[Coordinate annotation records]
= = = = = = =
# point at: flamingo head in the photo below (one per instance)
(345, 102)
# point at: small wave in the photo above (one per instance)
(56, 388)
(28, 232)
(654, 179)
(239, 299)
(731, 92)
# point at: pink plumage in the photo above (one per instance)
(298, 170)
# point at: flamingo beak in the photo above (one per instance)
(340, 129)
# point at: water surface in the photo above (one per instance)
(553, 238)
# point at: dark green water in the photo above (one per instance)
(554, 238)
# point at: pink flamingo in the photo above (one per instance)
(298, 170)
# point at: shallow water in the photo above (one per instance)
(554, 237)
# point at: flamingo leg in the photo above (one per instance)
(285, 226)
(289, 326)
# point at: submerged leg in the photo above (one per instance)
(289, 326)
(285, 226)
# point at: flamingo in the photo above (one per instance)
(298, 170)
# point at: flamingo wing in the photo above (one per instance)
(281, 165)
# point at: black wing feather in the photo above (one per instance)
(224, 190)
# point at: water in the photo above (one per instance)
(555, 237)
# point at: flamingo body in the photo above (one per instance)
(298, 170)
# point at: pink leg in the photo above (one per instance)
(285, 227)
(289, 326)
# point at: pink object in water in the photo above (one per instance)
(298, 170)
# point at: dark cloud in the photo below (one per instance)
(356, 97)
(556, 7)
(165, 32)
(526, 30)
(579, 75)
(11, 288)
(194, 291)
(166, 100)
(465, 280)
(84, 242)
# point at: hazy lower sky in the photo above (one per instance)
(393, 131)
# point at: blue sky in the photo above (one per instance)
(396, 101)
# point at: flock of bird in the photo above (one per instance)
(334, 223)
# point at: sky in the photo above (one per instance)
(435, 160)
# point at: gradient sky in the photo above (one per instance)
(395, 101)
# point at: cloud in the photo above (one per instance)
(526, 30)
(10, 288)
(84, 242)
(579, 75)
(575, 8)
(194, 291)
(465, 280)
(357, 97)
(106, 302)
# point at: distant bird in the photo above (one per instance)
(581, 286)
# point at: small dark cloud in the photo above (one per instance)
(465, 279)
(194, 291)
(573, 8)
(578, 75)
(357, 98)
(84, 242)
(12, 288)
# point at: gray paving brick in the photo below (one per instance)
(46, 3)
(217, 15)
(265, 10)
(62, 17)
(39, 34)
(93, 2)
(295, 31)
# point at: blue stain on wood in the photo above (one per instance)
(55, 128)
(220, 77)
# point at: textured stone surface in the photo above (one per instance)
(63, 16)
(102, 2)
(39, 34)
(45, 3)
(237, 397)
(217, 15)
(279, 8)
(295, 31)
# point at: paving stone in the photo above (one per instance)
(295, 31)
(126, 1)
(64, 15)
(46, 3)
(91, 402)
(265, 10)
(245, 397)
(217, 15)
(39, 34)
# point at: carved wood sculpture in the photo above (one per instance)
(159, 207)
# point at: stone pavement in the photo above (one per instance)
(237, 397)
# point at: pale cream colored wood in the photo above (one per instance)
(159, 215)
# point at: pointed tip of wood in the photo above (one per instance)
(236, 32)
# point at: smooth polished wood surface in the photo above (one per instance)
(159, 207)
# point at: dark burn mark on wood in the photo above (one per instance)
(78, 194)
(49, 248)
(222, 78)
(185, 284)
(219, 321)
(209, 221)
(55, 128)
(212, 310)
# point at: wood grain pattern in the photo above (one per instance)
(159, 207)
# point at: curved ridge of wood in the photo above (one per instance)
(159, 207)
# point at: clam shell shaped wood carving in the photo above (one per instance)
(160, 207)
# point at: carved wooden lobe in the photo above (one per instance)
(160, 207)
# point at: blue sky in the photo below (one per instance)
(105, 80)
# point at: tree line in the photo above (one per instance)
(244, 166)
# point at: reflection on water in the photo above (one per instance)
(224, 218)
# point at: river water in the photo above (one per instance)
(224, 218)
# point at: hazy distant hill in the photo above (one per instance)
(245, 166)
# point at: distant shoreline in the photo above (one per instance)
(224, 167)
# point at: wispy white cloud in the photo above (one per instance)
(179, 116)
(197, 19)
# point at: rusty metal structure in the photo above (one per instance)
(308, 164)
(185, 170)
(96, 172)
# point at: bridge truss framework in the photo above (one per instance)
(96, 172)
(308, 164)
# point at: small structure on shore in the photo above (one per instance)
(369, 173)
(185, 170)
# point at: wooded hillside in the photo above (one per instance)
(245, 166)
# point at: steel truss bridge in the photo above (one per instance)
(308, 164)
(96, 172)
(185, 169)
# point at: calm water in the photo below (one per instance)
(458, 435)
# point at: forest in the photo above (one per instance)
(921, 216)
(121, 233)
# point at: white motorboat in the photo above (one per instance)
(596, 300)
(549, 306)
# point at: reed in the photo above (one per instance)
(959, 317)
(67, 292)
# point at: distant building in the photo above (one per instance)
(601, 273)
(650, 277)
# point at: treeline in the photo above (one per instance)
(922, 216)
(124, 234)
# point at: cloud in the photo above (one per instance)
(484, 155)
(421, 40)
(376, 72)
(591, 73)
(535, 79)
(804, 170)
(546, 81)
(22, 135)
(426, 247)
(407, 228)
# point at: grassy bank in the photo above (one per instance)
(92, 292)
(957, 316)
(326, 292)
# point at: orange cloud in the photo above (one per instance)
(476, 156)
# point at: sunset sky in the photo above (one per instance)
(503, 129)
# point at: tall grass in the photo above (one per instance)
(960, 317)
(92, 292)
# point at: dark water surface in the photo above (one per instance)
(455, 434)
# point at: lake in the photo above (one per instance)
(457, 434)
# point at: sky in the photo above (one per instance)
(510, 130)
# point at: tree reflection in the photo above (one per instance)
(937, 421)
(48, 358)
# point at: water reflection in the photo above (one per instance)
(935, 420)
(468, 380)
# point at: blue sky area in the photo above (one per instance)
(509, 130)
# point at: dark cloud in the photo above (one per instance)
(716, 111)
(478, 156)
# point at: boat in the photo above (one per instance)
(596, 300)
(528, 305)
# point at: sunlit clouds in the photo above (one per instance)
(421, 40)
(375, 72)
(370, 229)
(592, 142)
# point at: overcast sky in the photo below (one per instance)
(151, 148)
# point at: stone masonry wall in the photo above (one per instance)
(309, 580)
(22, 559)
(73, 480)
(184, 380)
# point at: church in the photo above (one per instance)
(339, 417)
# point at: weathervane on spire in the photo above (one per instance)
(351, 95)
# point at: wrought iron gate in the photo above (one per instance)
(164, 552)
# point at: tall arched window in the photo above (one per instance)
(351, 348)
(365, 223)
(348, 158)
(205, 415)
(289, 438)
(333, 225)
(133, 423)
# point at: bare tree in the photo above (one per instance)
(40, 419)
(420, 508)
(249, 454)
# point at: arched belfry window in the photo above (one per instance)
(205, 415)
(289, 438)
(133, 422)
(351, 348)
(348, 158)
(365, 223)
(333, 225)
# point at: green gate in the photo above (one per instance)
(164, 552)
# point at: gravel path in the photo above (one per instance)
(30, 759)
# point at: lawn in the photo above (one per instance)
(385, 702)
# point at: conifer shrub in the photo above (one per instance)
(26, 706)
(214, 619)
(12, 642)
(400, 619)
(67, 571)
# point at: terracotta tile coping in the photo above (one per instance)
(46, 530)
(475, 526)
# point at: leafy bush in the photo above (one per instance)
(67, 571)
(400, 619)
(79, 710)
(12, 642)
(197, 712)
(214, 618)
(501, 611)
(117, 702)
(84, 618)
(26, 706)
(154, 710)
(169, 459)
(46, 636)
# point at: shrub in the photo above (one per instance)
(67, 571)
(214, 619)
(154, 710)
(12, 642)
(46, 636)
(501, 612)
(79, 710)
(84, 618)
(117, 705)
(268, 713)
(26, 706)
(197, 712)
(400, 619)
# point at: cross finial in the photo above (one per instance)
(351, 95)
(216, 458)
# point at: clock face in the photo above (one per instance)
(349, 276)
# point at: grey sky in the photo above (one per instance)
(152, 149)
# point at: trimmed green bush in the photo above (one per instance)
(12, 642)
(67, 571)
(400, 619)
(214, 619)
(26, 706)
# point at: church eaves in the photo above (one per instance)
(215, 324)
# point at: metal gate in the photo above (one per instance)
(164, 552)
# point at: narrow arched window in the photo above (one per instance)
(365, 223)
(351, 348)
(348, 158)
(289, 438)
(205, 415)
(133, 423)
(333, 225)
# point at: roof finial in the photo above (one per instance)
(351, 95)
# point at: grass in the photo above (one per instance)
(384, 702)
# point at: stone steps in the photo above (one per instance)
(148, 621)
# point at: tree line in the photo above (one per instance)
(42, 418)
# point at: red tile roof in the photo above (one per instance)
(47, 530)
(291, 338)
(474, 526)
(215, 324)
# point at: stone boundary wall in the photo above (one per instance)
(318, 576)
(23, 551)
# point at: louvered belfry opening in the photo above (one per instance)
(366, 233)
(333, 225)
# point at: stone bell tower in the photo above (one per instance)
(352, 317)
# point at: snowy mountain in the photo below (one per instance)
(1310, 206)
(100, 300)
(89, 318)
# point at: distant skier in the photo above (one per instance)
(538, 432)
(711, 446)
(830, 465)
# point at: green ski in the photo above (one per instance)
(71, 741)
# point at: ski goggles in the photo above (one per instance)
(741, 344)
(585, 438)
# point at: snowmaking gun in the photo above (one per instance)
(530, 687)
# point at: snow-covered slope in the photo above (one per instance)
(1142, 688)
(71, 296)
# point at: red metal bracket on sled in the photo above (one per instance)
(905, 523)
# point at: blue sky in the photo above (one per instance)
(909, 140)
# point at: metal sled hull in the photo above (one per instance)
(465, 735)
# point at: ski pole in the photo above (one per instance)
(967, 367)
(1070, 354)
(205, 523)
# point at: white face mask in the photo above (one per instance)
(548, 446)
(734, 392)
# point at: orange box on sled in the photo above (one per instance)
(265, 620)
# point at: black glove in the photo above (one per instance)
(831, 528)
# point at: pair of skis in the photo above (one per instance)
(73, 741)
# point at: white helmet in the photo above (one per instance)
= = = = = = =
## DIRECTIVE
Give exactly the lines from the one with "# point at: metal sled" to the end of the entries, nothing before them.

## TASK RESULT
# point at: metal sled hull in the photo above (one per instance)
(465, 735)
# point at: ski pole in the photo above (one per instance)
(967, 367)
(1070, 354)
(205, 523)
# point at: white face mask in the photo above (one per instance)
(548, 446)
(734, 392)
# point at: orange box on sled in the photo above (one per instance)
(265, 620)
# point at: black glove in the photo above (one per instance)
(831, 528)
# point at: pair of skis in the photo above (one per instance)
(73, 741)
# point at: white helmet in the photo above (one per instance)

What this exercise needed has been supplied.